> Problem requirements
Repeat the listing word for word. No pictures belong in the copy.

> Input
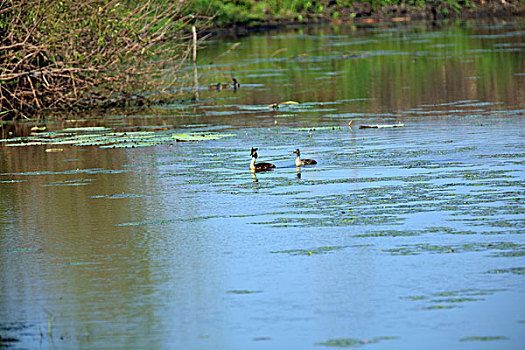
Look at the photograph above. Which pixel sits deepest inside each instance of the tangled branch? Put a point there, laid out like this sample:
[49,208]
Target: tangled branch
[71,55]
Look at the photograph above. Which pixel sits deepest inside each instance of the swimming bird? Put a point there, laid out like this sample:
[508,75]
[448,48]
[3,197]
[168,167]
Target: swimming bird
[235,84]
[259,166]
[299,161]
[218,86]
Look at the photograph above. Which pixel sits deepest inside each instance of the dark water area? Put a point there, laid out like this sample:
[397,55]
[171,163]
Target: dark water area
[113,234]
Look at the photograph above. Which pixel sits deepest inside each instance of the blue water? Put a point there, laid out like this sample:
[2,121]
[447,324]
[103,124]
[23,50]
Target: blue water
[399,238]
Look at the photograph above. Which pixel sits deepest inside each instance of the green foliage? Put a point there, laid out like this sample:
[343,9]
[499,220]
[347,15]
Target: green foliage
[227,12]
[67,55]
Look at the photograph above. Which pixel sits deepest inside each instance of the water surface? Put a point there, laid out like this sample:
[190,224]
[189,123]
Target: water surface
[398,238]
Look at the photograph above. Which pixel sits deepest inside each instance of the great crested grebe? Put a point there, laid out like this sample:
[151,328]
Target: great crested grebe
[218,87]
[259,166]
[299,161]
[235,84]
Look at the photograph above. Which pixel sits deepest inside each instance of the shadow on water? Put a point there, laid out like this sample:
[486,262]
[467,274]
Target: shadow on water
[149,230]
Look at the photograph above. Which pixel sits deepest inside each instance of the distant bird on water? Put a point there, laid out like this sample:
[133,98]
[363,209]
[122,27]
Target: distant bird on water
[256,167]
[299,161]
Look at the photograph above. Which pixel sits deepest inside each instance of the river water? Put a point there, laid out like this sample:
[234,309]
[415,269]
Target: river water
[401,237]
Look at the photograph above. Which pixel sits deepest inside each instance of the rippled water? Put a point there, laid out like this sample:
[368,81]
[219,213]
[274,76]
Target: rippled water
[398,238]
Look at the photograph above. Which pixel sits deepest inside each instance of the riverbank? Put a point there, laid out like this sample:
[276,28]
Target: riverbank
[241,21]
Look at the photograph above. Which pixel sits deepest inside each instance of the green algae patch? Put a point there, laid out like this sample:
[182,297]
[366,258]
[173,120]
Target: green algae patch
[506,249]
[484,338]
[353,342]
[25,250]
[513,270]
[450,299]
[243,291]
[199,137]
[320,250]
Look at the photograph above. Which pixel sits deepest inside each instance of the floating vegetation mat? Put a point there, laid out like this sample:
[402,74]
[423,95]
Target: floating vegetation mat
[513,270]
[319,250]
[353,342]
[504,249]
[106,138]
[450,299]
[484,338]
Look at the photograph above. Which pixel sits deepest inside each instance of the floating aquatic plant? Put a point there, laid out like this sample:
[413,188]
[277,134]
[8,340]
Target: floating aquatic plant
[353,342]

> Result for this exercise
Look at the photograph above. Which pixel sits deepest inside each instance of the tangled branch? Put a point there, laid out like this sample:
[49,208]
Target: tangled branch
[71,55]
Look at the photograph above. Which pixel sits deepest inside each instance of the swimming bird? Put a point there, laid out like this sample:
[508,75]
[448,48]
[3,197]
[168,167]
Target: swimming bird
[235,84]
[259,166]
[299,161]
[218,86]
Look at the photograph above. Which pixel sits deepest inside each instance of the dark water area? Put a point there, laid out like this sample:
[397,55]
[171,163]
Target: dark water area
[113,234]
Look at the photograph above. Which pixel sits deepest inside each instance of the blue water? Put a point there, laid out like this sample:
[2,121]
[447,324]
[103,124]
[23,50]
Target: blue water
[399,238]
Look at the photograph above. Which pixel sits deepest inside each instance of the green foliage? Put a point there, laid out like this sample:
[343,9]
[499,220]
[347,15]
Target: green foliage
[227,12]
[67,55]
Look at the photograph above. Which pixel sits deepest inside each instance of the water surface? Put a point there, laid out like this sample:
[190,224]
[189,123]
Target: water surface
[398,238]
Look at the photograph above. Which pixel sits deepest inside each instance of the great crested grebe? Put a point there, laid out like this sample:
[151,328]
Target: great crested grebe
[218,87]
[259,166]
[299,161]
[235,84]
Look at the photograph above. Which pixel sits deepest inside each instance of the shadow on water? Put a point there, laid out like this sample:
[486,262]
[467,274]
Target: shadow on water
[149,230]
Look at the photograph above. Which pixel sits deepest inside each instance of the distant bird on water? Put a point there, laid out like this sample:
[133,98]
[363,209]
[122,27]
Target: distant bird on water
[256,167]
[299,161]
Look at the photograph above. Which pixel sits deepest inside each instance of the river water? Put a point there, laid out like this sample:
[234,309]
[415,269]
Target: river water
[401,237]
Look at the photograph above. Which pixel sits deepest inside each instance of the rippled water? Put a point there, laid out like this sample:
[368,81]
[219,213]
[274,76]
Target: rippled water
[398,238]
Look at the photograph above. Which pixel sits deepest inside each instance of the riverbank? Put a point there, laid out like this sample:
[276,28]
Target: riverbank
[241,21]
Look at the photograph above. Which pixel sits deepest inside each instance of the green algae patch? Put a point there, laid out like this sample:
[182,297]
[366,258]
[173,120]
Target: green algae patch
[506,249]
[484,338]
[353,342]
[25,250]
[513,270]
[450,299]
[243,291]
[199,137]
[320,250]
Look at the photograph above. Which pixel sits deepest inside each instance of the floating vegetation mat? Put a point there, laid out like this sample:
[402,74]
[423,95]
Target: floating vegetation mat
[513,270]
[319,250]
[353,342]
[504,249]
[106,138]
[450,299]
[484,338]
Look at the photograph above. Which pixel sits deepest inside each instance of the floating aquatic plant? Put a point there, laid out like this sample:
[413,188]
[277,134]
[8,340]
Target: floating aquatic plant
[353,342]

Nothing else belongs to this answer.